----- EXCERPTED PASSAGE

Some have thought a more attractive option is the so-called “one-state solution”. Putting aside the extremist zionist version of this solution that essentially just amounts to the total eradication of the Palestinians in historic Palestine, the one-state solution as preferred by some Palestinians and leftists calls for the end of Israel as a distinct Jewish state in favor of a binational sovereign political entity in which Jews and Palestinians have equal rights and access to democratic participation. The advantage of this approach over the two-state solution is it sees the abolition of Israel as a settler colonial project while in theory preserving the rights of Jewish people living in the region. The problem that most one-state proponents seem not to appreciate is the irreconcilable contradiction at the heart of its approach.
Modern states are nation-states, including Israel and any future, or hypothesized Palestinian state. Nationalism is an exclusivist ideology. One and one group only is defined as made up of citizens of the nation to be politically represented and guaranteed rights. Anyone else who wishes to receive this representation, or rights must complete the process of becoming a citizen, or else they are denied rights and representation. This has historically allowed for all kinds of discrimination, including outright racism against those who are non-citizens. This exclusionary element of nationalism is indeed what allows Israel to cast itself as a state for the Jews and nobody else, indeed how included non-European Jews should be is questionable within its self-conception. This means that the one-state solution requires a “bi-national” state, despite the fact that nationalism is inherently exclusionary, defining some as outside the bounds of representation through and rights under the rule of the state. Even the Soviet Union’s claim to “multinational” statehood was a farce, not least because it was controlled from the Kremlin.
Here we should come to the question of why we should even think in statist terms at all. Palestinians have historically wanted a state, but not for its own sake. They wanted a state because they believed it to be the only way they could finally achieve self-determination. Indeed there is a historical tradition of national liberation movements aiming to and successfully replacing colonies with independent nation-states. While these movements did end formal colonialism throughout much of the world, it’s hard to say that those living under the “new nations” have “self-determination”. Just look at African politics. It’s hardly self-determination to live impoverished under clientelist regimes that frequently cannibalize themselves in coups.

----------
----- GIVEN INFORMATION

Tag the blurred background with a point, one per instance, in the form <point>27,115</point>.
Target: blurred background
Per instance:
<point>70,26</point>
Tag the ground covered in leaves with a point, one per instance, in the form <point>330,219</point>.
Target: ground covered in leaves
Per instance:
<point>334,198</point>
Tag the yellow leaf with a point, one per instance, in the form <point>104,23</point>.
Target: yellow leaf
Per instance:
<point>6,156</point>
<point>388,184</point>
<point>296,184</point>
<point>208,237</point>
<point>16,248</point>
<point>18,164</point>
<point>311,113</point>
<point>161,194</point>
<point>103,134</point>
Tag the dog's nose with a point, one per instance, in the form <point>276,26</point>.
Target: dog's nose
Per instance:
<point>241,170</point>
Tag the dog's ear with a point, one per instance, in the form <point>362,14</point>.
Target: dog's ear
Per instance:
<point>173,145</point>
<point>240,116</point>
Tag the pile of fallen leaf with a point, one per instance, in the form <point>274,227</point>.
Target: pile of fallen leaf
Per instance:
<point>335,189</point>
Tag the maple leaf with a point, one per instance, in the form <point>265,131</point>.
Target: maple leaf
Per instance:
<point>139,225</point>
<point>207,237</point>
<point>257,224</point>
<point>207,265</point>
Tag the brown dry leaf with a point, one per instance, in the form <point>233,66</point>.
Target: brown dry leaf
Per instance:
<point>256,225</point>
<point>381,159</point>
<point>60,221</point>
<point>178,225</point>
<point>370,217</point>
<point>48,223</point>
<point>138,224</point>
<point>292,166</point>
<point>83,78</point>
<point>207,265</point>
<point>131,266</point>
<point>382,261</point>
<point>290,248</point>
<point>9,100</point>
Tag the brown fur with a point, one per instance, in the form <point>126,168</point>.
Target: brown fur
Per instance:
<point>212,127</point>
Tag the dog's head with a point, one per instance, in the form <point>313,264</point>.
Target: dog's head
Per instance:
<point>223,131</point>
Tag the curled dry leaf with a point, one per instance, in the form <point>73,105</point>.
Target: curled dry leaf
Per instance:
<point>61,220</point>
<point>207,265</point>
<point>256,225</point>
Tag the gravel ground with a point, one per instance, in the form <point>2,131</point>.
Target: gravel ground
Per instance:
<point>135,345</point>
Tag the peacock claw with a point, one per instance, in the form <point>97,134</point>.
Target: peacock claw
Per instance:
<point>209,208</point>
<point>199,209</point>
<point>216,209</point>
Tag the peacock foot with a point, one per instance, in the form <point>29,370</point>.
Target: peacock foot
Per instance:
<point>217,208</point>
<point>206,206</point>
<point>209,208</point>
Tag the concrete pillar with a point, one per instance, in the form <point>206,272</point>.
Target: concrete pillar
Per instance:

----------

▶ AIM OF THE EXERCISE
Please condense the paragraph in the passage on the one-state solution that begins "Here we should come to the question" into a short bulleted list that keeps its main points. The rows were taken from a separate source.

▶ COMPLETE RESPONSE
- The paragraph questions why the issue should be framed in terms of states at all.
- Palestinians have wanted a state as what they saw as the only route to self-determination, not for its own sake.
- National liberation movements have a history of replacing colonies with independent nation-states.
- These movements ended formal colonialism in much of the world, yet people in the "new nations" can hardly be said to have self-determination.
- African politics illustrates this: living impoverished under clientelist regimes that often collapse in coups is not self-determination.